§ The problem
Copy every line of the data below without changing a word, and leave the pictures out.

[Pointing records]

..........

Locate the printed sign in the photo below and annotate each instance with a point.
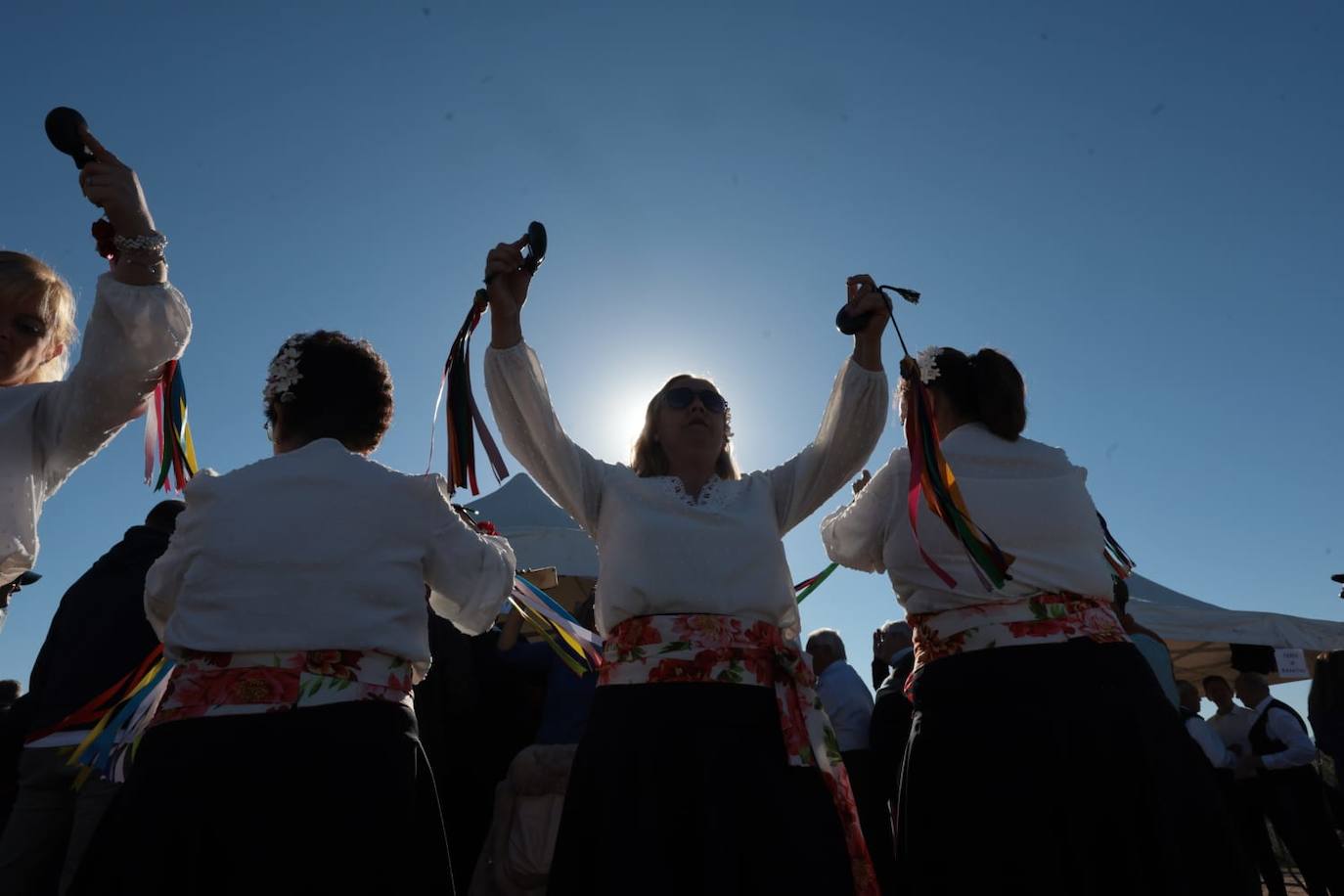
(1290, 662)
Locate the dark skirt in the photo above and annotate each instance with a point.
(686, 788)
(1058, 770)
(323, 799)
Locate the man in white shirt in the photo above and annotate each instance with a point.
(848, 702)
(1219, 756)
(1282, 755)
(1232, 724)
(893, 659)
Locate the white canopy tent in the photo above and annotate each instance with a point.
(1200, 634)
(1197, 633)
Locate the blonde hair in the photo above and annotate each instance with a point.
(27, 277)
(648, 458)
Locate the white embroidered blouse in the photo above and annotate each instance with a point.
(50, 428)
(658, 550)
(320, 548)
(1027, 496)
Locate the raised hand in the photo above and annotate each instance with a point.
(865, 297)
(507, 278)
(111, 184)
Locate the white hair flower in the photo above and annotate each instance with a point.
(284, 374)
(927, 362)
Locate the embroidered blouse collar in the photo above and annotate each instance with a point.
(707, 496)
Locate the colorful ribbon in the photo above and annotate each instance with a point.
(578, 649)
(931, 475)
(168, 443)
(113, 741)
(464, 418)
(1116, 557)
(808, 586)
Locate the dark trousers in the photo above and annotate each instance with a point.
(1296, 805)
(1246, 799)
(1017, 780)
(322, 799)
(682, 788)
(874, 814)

..........

§ Exercise result
Locate the printed sign in the photo below and annotate each instance with a point.
(1290, 662)
Locate the dark skirt in the photo above and annotate each instance with a point.
(686, 788)
(1058, 770)
(323, 799)
Locate the man in white shirt in the photo above and annotate each instance with a point.
(848, 702)
(1219, 756)
(1282, 755)
(1232, 724)
(893, 659)
Locate the white canopy tent in the photo above and annotate each instance with a point.
(1200, 634)
(1197, 633)
Locate the blonde hair in the photo above and annotate each instance with a point.
(27, 277)
(648, 458)
Locate the white embroidered blouse in the photo above and annotate each instance with a point.
(50, 428)
(658, 550)
(320, 548)
(1027, 496)
Locate the raised hand in the photo above and annotate each instance with a point.
(865, 297)
(507, 278)
(111, 184)
Locate the white hair flower in the photo above and annotate each instance with a point.
(284, 374)
(927, 362)
Locate the embroidered blouse collar in the photo above and annotate each instance with a point.
(707, 496)
Locate the colorful ribbon in the photo above and annotate each instance with a point.
(578, 649)
(931, 475)
(168, 443)
(113, 741)
(464, 418)
(1116, 557)
(808, 586)
Locate the dark trousers in the photo above and annotate each instance with a point.
(1296, 805)
(1246, 799)
(1017, 780)
(322, 799)
(682, 788)
(874, 814)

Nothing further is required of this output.